**Supplied records**

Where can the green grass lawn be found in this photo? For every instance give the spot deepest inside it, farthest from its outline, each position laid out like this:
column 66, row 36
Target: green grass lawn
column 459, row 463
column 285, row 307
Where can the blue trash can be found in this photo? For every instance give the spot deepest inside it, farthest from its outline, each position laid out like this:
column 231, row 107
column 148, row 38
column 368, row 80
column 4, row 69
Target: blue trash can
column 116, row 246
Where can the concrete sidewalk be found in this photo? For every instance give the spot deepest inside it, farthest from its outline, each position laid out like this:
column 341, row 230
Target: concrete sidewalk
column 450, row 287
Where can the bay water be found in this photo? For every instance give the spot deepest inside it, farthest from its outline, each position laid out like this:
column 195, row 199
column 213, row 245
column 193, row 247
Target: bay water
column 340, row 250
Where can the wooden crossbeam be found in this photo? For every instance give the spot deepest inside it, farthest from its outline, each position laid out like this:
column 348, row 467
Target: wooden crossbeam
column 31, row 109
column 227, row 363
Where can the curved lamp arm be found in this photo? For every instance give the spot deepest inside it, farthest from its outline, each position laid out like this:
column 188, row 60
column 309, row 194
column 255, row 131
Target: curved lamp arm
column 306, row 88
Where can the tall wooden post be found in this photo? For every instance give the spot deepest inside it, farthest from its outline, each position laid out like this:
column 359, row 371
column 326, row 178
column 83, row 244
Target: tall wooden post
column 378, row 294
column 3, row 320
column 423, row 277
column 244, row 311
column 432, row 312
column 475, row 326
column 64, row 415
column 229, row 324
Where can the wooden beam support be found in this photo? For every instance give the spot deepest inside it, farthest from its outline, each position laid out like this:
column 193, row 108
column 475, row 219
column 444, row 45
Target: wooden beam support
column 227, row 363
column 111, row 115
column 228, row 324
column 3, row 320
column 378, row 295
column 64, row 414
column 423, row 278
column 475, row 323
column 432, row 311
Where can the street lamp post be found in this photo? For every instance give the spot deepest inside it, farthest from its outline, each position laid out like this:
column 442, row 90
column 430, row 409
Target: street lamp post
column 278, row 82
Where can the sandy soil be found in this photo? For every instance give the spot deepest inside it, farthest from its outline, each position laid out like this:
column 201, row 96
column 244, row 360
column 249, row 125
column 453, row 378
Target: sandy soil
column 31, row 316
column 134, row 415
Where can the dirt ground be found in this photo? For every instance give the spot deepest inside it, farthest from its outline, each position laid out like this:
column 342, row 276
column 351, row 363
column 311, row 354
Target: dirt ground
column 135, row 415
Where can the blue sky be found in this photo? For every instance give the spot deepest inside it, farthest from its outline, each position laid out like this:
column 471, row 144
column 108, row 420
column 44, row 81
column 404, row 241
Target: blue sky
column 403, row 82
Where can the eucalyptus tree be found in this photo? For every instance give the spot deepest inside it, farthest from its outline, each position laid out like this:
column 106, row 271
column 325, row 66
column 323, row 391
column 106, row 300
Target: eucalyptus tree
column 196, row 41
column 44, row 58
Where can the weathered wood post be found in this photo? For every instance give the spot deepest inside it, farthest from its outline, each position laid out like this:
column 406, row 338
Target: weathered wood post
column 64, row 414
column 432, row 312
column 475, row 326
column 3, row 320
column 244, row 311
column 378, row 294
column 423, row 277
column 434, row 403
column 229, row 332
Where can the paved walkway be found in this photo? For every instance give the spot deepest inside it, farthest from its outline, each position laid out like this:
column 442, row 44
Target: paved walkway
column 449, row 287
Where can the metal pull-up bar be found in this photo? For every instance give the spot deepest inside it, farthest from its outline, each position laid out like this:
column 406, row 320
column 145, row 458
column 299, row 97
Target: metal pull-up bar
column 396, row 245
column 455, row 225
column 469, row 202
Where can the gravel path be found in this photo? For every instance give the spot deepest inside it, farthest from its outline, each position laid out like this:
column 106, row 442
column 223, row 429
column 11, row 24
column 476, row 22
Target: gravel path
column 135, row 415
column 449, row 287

**Exercise description**
Exactly the lines from the one with "column 299, row 97" through the final line of the entries are to be returned, both ends included.

**Problem solution**
column 299, row 97
Target: metal pull-up bar
column 396, row 245
column 455, row 225
column 469, row 202
Where can the gravel path be found in this photo? For every instance give the spot deepest inside it, farthest from its outline, each position laid out like this:
column 106, row 442
column 223, row 429
column 11, row 24
column 476, row 22
Target: gravel path
column 135, row 415
column 449, row 287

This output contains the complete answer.